- **Required action**
Pick up the dentures text below and write its next part, starting right after its last sentence.

- **Text section**
Dentures

People who have some natural teeth usually have less gum shrinkage and fewer changes in their underlying jawbone, so their dentures may retain a good fit for longer.

However, after some time, dentures may feel loose and awkward. Loose dentures can cause irritation and ulcers of the gums that are painful and can become infected. If your dentures become loose, see your dentist to have them adjusted. Each denture is crafted and custom made to suit your mouth, so see a professional to ensure the adjustment is precise. The dentist can then adjust your denture by placing an inner lining in the denture. Several adjustments may be required before the final fit is satisfactory in the long term.

What are the options for treatment?

Partial denture

A partial denture is made to fill the space left by a few missing teeth. To hold the partial denture in position, clasps are used to secure the denture nearby teeth. Your denture can be made of acrylic or metal and your dentists can discuss the best option for you.

- **Record set**
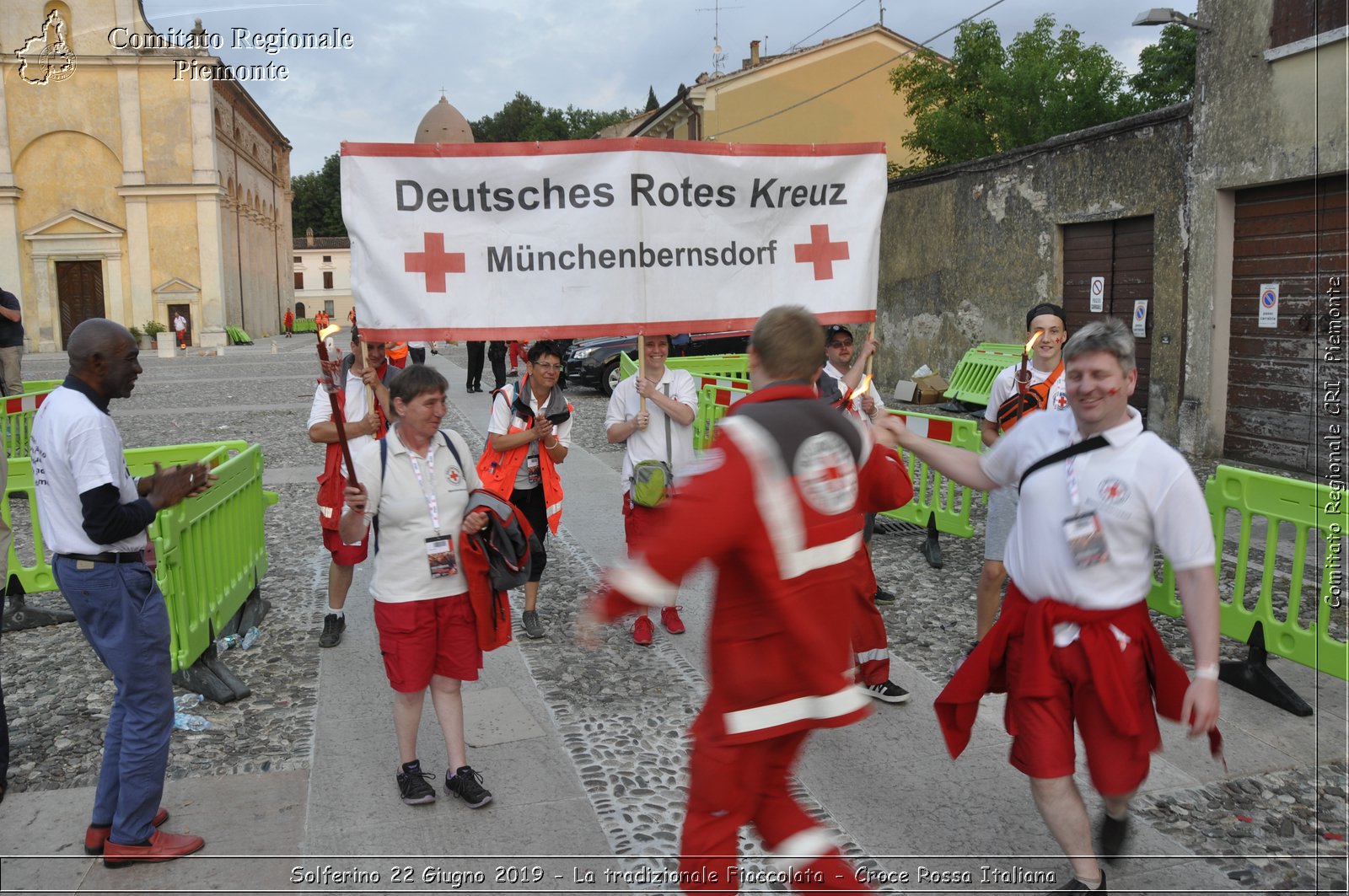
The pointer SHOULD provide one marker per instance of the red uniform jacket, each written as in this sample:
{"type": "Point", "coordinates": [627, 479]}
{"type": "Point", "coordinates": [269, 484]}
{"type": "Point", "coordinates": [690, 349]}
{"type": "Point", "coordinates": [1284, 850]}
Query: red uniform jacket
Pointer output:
{"type": "Point", "coordinates": [779, 512]}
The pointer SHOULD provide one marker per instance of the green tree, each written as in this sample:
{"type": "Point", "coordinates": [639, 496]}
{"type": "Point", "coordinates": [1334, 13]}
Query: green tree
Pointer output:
{"type": "Point", "coordinates": [1166, 69]}
{"type": "Point", "coordinates": [526, 119]}
{"type": "Point", "coordinates": [317, 200]}
{"type": "Point", "coordinates": [991, 99]}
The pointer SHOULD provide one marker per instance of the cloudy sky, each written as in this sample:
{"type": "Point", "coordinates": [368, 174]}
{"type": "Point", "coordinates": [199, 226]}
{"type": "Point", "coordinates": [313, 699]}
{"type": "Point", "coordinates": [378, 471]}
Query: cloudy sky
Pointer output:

- **Written reply**
Full denture

A full denture is made when all the natural teeth are missing. It is fitted to replace the upper teeth, lower teeth or both.

Immediate denture

The dentist inserts an immediate denture at the same appointment where teeth are extracted. The advantage is that this means you avoid a period with no teeth. However, this option means that you will need several adjustments to your denture over time, once the gums and bone have adjusted. It is likely that a remodelled denture will need to be constructed once the gums and bone have settled down.

Over denture

An over denture is a denture that fits over the top of the remaining teeth, or over crowns or by attachment to dental implants. These teeth or dental implants act as anchors to secure it in place.